## TASK ITEM
Transcribe the full listing word for word, leaving nothing out.

## WORKING DATA
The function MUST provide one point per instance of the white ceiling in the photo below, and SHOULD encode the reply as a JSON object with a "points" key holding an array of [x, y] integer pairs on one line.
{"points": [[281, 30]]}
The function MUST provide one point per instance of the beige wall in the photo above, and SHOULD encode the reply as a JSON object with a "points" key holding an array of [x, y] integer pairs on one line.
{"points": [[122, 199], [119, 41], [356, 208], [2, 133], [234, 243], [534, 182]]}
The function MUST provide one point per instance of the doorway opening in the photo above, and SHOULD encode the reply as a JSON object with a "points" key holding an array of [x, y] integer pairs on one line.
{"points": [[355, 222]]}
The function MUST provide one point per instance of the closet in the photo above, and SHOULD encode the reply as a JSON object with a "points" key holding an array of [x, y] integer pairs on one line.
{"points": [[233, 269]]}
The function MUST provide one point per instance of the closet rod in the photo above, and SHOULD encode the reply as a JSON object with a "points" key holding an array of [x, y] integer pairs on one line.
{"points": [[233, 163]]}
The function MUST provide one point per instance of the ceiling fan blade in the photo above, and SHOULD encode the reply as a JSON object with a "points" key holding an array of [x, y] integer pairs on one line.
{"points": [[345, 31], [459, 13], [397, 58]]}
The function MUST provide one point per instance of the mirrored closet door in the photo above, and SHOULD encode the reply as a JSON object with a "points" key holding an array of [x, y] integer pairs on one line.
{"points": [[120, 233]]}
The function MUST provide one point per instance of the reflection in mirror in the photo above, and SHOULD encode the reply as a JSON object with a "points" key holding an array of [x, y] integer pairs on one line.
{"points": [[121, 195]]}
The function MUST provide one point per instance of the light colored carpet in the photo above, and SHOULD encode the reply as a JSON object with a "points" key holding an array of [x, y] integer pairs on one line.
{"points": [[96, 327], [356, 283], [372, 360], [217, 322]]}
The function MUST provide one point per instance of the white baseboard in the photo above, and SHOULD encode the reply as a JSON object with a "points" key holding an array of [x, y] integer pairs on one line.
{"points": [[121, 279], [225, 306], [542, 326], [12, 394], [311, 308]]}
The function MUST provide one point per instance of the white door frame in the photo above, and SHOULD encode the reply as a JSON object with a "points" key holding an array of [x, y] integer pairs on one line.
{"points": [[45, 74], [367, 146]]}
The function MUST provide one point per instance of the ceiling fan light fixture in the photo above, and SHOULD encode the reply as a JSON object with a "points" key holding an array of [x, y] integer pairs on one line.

## EXERCISE SOLUTION
The function MUST provide one point per instance of the white ceiling in the photo below, and SHOULD encode the reply as a JSON object with a "points" key holding an array of [x, y] integer pairs on one line.
{"points": [[281, 30]]}
The function MUST provide one point per instance of the beige wall in the photo above, and SHOULD encode the reply as a JSON object with a "points" key holding an array of [x, y] integer pairs on one line.
{"points": [[122, 199], [119, 41], [356, 208], [2, 133], [234, 243], [534, 182]]}
The function MUST provide one point per instance of the doorway opening in the photo above, and SHOULD encode the reply as a JSON object with a "points" key holding an array of [x, y] integer pairs on one line.
{"points": [[355, 222]]}
The function MUST provide one point per instance of the closet in the photo above, and SHOULD encode the reply as a JSON object with a "points" key holding an array of [x, y] integer pairs on one line.
{"points": [[233, 269]]}
The function MUST provide one point per instance of the closet rod in the photo above, and SHOULD encode the reply as a JSON object with a "points" key holding an array of [x, y] integer pairs on one line.
{"points": [[233, 163]]}
The function MUST provide one point per instance of the ceiling fan blade in the photo above, and SHOULD encode the reply as a JSON object with a "points" key holding an array of [x, y] integer pairs on one line.
{"points": [[345, 31], [459, 13], [397, 58]]}
The function MUST provide one point per instance of the mirrored closet door in the photo above, and SHOULD encode the reply as a JSON object with a "points" key holding an array of [x, y] integer pairs on one line.
{"points": [[120, 233]]}
The function MUST provide one point per instance of the reflection in mirror in the photo above, and SHOULD encode the reply as a JSON object with a "points" key holding an array of [x, y] integer pairs on one line.
{"points": [[121, 195]]}
The function MUST provide one point per instance of the light colored carpet in the photo above, and SHOULD encode the reply as a JSON object with a "points" key holding an array of [x, y] integer pairs on one line.
{"points": [[96, 327], [356, 283], [372, 360], [217, 322]]}
The function MUST provide one point per instance of the white baseboard in the photo above, and SHOULD encode the reply as a JSON object with a "points" key holding an array of [x, y] integer pairs on one line.
{"points": [[121, 279], [225, 306], [542, 326], [12, 394], [311, 308]]}
The function MUST provide one point per instance of the white door frame in the photo above, and SHOULD encode the reply as a JSON object with a "points" key holding an array of [x, y] integer pairs on one line.
{"points": [[45, 74], [367, 146]]}
The function MUST provide one point per instance of the ceiling fan light fixture in the photo above, and SHOULD encode the reply as a JSON object with a "points" key holding an array of [x, y] integer pairs on one line.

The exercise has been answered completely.